Part of a data file

**********

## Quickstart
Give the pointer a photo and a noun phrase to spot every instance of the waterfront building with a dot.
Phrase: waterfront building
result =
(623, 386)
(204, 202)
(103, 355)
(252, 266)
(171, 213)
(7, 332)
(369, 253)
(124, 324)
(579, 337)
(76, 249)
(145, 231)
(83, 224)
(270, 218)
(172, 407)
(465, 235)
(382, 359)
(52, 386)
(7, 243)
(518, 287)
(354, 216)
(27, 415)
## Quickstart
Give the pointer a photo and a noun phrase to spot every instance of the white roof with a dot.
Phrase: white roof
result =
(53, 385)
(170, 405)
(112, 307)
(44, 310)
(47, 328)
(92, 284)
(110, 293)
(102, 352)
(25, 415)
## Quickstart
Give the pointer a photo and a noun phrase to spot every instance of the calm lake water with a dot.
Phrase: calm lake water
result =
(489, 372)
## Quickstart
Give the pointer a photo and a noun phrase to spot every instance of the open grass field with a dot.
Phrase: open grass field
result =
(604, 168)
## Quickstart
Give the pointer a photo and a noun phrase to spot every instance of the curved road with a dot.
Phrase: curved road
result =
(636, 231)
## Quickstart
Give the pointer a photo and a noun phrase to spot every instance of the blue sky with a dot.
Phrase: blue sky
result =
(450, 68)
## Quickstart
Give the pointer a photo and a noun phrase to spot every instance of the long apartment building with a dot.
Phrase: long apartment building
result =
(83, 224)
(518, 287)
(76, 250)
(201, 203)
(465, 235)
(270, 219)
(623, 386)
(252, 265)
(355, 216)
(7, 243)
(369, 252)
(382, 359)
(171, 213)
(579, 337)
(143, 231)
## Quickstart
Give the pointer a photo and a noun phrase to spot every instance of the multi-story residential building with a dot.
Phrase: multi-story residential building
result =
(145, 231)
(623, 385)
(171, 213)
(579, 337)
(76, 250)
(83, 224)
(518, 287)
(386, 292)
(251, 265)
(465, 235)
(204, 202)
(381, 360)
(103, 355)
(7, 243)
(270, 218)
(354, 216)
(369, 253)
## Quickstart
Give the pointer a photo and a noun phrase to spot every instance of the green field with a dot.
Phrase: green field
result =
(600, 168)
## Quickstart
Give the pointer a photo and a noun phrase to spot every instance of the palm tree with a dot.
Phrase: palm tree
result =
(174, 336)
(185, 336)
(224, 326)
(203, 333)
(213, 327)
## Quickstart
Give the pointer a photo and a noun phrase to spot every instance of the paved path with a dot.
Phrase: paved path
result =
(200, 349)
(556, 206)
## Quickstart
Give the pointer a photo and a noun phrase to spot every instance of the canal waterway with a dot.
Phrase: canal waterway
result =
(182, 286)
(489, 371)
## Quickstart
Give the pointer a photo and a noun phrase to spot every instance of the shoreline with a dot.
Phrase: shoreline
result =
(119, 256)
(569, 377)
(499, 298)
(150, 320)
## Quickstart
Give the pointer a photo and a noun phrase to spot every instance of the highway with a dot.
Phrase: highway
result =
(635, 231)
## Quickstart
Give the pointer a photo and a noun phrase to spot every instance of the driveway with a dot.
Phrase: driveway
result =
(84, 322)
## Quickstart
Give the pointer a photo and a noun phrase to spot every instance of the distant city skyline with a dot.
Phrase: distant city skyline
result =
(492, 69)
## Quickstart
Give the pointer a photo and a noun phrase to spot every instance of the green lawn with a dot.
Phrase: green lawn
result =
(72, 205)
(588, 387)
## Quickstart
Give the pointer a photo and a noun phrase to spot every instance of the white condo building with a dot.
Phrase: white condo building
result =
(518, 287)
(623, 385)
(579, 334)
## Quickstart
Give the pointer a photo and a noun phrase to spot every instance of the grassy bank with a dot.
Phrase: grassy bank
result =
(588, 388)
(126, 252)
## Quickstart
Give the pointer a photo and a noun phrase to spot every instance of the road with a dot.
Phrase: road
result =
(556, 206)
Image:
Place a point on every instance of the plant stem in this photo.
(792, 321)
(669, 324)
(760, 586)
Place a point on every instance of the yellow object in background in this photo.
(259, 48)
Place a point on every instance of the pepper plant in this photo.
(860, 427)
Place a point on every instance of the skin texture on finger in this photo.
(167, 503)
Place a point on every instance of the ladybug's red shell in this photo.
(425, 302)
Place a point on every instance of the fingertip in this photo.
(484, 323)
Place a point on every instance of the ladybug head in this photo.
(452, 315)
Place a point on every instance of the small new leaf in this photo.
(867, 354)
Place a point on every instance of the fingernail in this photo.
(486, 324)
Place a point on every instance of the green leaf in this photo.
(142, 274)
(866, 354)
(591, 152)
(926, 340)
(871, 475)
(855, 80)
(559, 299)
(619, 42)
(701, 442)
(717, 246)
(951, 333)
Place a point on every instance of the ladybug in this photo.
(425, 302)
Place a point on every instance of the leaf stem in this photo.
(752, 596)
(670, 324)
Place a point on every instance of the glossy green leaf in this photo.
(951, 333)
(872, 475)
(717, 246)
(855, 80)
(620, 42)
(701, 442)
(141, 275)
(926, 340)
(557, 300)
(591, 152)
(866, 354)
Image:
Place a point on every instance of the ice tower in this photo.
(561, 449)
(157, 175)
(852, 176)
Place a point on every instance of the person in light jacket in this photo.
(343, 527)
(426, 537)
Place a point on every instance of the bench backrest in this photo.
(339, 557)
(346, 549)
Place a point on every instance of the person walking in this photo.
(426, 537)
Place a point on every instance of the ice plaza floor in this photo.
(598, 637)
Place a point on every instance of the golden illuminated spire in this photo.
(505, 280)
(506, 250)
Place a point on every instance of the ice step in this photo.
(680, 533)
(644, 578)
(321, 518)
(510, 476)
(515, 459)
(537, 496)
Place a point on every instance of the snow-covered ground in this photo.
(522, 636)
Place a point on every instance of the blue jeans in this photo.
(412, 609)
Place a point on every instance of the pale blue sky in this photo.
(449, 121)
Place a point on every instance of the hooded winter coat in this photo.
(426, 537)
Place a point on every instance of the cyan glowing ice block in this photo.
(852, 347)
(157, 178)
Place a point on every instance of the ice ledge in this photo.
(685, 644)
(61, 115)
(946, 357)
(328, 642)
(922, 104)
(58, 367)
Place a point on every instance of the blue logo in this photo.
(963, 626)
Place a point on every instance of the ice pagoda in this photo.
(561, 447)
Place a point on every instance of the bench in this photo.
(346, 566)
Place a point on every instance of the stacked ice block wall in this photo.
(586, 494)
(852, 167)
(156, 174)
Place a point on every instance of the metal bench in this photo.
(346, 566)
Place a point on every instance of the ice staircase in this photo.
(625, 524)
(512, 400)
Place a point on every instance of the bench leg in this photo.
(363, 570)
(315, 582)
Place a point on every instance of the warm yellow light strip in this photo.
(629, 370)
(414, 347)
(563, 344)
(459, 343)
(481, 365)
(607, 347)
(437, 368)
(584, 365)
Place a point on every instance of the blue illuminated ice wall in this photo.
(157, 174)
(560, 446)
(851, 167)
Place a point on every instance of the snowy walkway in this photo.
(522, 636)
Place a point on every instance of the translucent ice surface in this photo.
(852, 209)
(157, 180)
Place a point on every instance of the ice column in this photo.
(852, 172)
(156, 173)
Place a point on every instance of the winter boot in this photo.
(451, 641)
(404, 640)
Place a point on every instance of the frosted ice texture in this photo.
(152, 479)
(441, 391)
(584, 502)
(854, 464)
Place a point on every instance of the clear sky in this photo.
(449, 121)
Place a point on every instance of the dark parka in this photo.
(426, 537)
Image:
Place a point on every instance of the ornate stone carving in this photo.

**********

Rewrite the material above as a numbered list, one line per number, and leave out any blank lines.

Problem solution
1. ## Quickstart
2. Give the pointer a photo and a noun phrase to spot every instance of the waterfront building with a dot.
3. Phrase: waterfront building
4. result =
5. (623, 386)
6. (204, 202)
7. (103, 355)
8. (252, 266)
9. (171, 213)
10. (7, 332)
11. (369, 253)
12. (124, 324)
13. (579, 337)
14. (76, 249)
15. (145, 231)
16. (83, 224)
17. (270, 218)
18. (172, 407)
19. (465, 235)
20. (382, 359)
21. (52, 386)
22. (7, 243)
23. (518, 287)
24. (354, 216)
25. (27, 415)
26. ## Quickstart
27. Give the pointer a photo and a noun phrase to spot every instance of the white roof with a dot.
28. Phrase: white roof
29. result =
30. (53, 385)
31. (170, 405)
32. (112, 307)
33. (44, 310)
34. (47, 328)
35. (92, 284)
36. (110, 293)
37. (102, 352)
38. (25, 415)
39. ## Quickstart
40. Give the pointer a photo and a noun phrase to spot every instance of the calm lake water with a dot.
41. Phrase: calm lake water
42. result =
43. (489, 372)
44. ## Quickstart
45. Give the pointer a photo and a noun phrase to spot every instance of the open grass field with a dot.
46. Phrase: open grass field
47. result =
48. (604, 168)
49. ## Quickstart
50. Give the pointer a photo and a noun phrase to spot every instance of the curved road with a dot.
51. Phrase: curved road
52. result =
53. (636, 231)
54. ## Quickstart
55. Give the pointer a photo and a noun phrase to spot every instance of the blue sky with a dot.
56. Phrase: blue sky
57. result =
58. (450, 68)
59. ## Quickstart
60. Give the pointer a photo and a noun phrase to spot every instance of the long apartment building with a dot.
61. Phrase: long apartment building
62. result =
63. (83, 224)
64. (518, 287)
65. (76, 250)
66. (201, 203)
67. (465, 235)
68. (270, 219)
69. (623, 386)
70. (252, 265)
71. (355, 216)
72. (7, 243)
73. (369, 252)
74. (382, 359)
75. (171, 213)
76. (579, 337)
77. (143, 231)
78. ## Quickstart
79. Give the pointer a photo and a noun phrase to spot every instance of the multi-story residential building with a dot.
80. Phrase: multi-story residential building
81. result =
82. (145, 231)
83. (623, 385)
84. (171, 213)
85. (579, 337)
86. (76, 250)
87. (83, 224)
88. (518, 287)
89. (386, 292)
90. (251, 265)
91. (465, 235)
92. (204, 202)
93. (381, 360)
94. (103, 355)
95. (7, 243)
96. (270, 218)
97. (354, 216)
98. (369, 253)
99. ## Quickstart
100. Give the pointer a photo and a noun phrase to spot every instance of the green field with a dot.
101. Phrase: green field
102. result =
103. (600, 168)
104. ## Quickstart
105. Give the pointer a photo and a noun phrase to spot every instance of the palm tree with a dot.
106. Phrase: palm tree
107. result =
108. (174, 336)
109. (185, 336)
110. (224, 326)
111. (203, 333)
112. (213, 327)
113. ## Quickstart
114. Give the pointer a photo and a noun phrase to spot every instance of the paved path with a dot.
115. Phrase: paved path
116. result =
117. (200, 349)
118. (556, 206)
119. ## Quickstart
120. Give the pointer a photo and a noun phrase to spot every instance of the canal waterway with a dot.
121. Phrase: canal waterway
122. result =
123. (182, 286)
124. (489, 371)
125. ## Quickstart
126. Give the pointer a photo and a noun phrase to spot every instance of the shoreline with a dot.
127. Phrase: shoreline
128. result =
129. (119, 256)
130. (569, 377)
131. (499, 298)
132. (150, 320)
133. ## Quickstart
134. Give the pointer a photo and a noun phrase to spot every instance of the highway with a dot.
135. Phrase: highway
136. result =
137. (635, 231)
138. ## Quickstart
139. Give the pointer a photo and a noun phrase to spot every instance of the driveway with a dot.
140. Phrase: driveway
141. result =
142. (84, 322)
143. ## Quickstart
144. Give the pointer a photo and a noun phrase to spot every instance of the distant city skyline with a dot.
145. Phrase: distant city skyline
146. result =
147. (492, 69)
148. ## Quickstart
149. Give the pointer a photo and a noun phrase to spot every instance of the green lawn with a dot.
150. Phrase: green lawn
151. result =
152. (72, 205)
153. (588, 387)
154. ## Quickstart
155. Give the pointer a photo and a noun phrase to spot every instance of the white condo building with a dot.
156. Phrase: white condo building
157. result =
158. (518, 287)
159. (623, 385)
160. (579, 334)
161. ## Quickstart
162. Give the pointer a photo and a noun phrase to spot every instance of the grassy bank with a dot.
163. Phrase: grassy bank
164. result =
165. (588, 388)
166. (126, 252)
167. ## Quickstart
168. Give the pointer a photo and a noun phrase to spot every instance of the road with a dot.
169. Phrase: road
170. result =
171. (556, 206)
172. Image:
173. Place a point on every instance of the plant stem in this photo.
174. (792, 321)
175. (669, 324)
176. (760, 586)
177. Place a point on every instance of the yellow object in background in this photo.
178. (259, 48)
179. Place a point on every instance of the pepper plant in this photo.
180. (860, 427)
181. Place a point on every instance of the skin texture on finger in this photo.
182. (167, 503)
183. Place a point on every instance of the ladybug's red shell in this photo.
184. (425, 302)
185. Place a point on every instance of the fingertip in this photo.
186. (484, 323)
187. Place a point on every instance of the ladybug head in this photo.
188. (452, 315)
189. Place a point on every instance of the small new leaf in this photo.
190. (867, 354)
191. Place a point on every instance of the fingernail in this photo.
192. (486, 324)
193. Place a point on every instance of the green leaf in this photo.
194. (142, 274)
195. (866, 354)
196. (591, 152)
197. (926, 340)
198. (871, 475)
199. (855, 80)
200. (559, 299)
201. (619, 42)
202. (701, 442)
203. (717, 246)
204. (951, 333)
205. Place a point on every instance of the ladybug in this photo.
206. (425, 302)
207. Place a point on every instance of the leaf stem in this photo.
208. (752, 596)
209. (670, 324)
210. Place a point on every instance of the glossy green leaf in this photo.
211. (951, 333)
212. (872, 475)
213. (717, 246)
214. (855, 80)
215. (620, 42)
216. (701, 442)
217. (141, 275)
218. (926, 340)
219. (557, 300)
220. (591, 152)
221. (866, 354)
222. Image:
223. Place a point on every instance of the ice tower in this photo.
224. (561, 449)
225. (157, 175)
226. (852, 176)
227. Place a point on every instance of the person in light jacket in this photo.
228. (343, 527)
229. (426, 537)
230. Place a point on every instance of the bench backrest in this photo.
231. (339, 557)
232. (346, 549)
233. Place a point on every instance of the person walking in this photo.
234. (426, 537)
235. Place a point on every instance of the ice plaza floor in this photo.
236. (598, 637)
237. Place a point on every instance of the golden illuminated spire in this photo.
238. (505, 280)
239. (506, 250)
240. Place a point on every instance of the ice step in this photo.
241. (680, 533)
242. (644, 578)
243. (321, 518)
244. (510, 476)
245. (515, 459)
246. (537, 496)
247. Place a point on every instance of the snow-covered ground in this photo.
248. (522, 636)
249. Place a point on every instance of the blue jeans in this photo.
250. (412, 609)
251. Place a point on every instance of the pale blue sky in this photo.
252. (449, 121)
253. Place a point on every instance of the hooded winter coat in this photo.
254. (426, 537)
255. Place a point on every instance of the cyan glowing ice block in this photo.
256. (852, 347)
257. (157, 178)
258. Place a point on every instance of the ice ledge in this photo.
259. (685, 644)
260. (61, 115)
261. (946, 357)
262. (328, 642)
263. (922, 104)
264. (58, 367)
265. Place a point on every instance of the blue logo in this photo.
266. (963, 626)
267. Place a point on every instance of the ice pagoda in this photo.
268. (561, 447)
269. Place a point on every instance of the bench in this photo.
270. (346, 566)
271. Place a point on every instance of the stacked ice block wall in this photo.
272. (586, 494)
273. (852, 167)
274. (156, 174)
275. Place a point on every instance of the metal bench in this photo.
276. (346, 566)
277. Place a point on every instance of the ice staircase in this photo.
278. (625, 524)
279. (512, 400)
280. Place a point on every instance of the bench leg in this photo.
281. (363, 570)
282. (315, 582)
283. Place a point on every instance of the warm yellow light strip in this photo.
284. (629, 370)
285. (414, 347)
286. (563, 344)
287. (459, 343)
288. (481, 365)
289. (607, 347)
290. (437, 368)
291. (584, 365)
292. Place a point on every instance of the blue illuminated ice wall in this photo.
293. (157, 174)
294. (560, 446)
295. (851, 167)
296. Place a point on every instance of the snowy walkway in this photo.
297. (522, 636)
298. Place a point on every instance of the translucent ice surface in this photo.
299. (852, 209)
300. (157, 180)
301. Place a point on every instance of the ice column in this photo.
302. (852, 172)
303. (156, 173)
304. Place a point on every instance of the winter boot in this photo.
305. (451, 641)
306. (404, 640)
307. Place a point on every instance of the frosted ice texture in this photo.
308. (152, 479)
309. (441, 391)
310. (584, 502)
311. (854, 464)
312. Place a point on every instance of the clear sky in this photo.
313. (449, 121)
314. Place a point on every instance of the dark parka in this photo.
315. (426, 537)
316. Image:
317. Place a point on every instance of the ornate stone carving in this photo.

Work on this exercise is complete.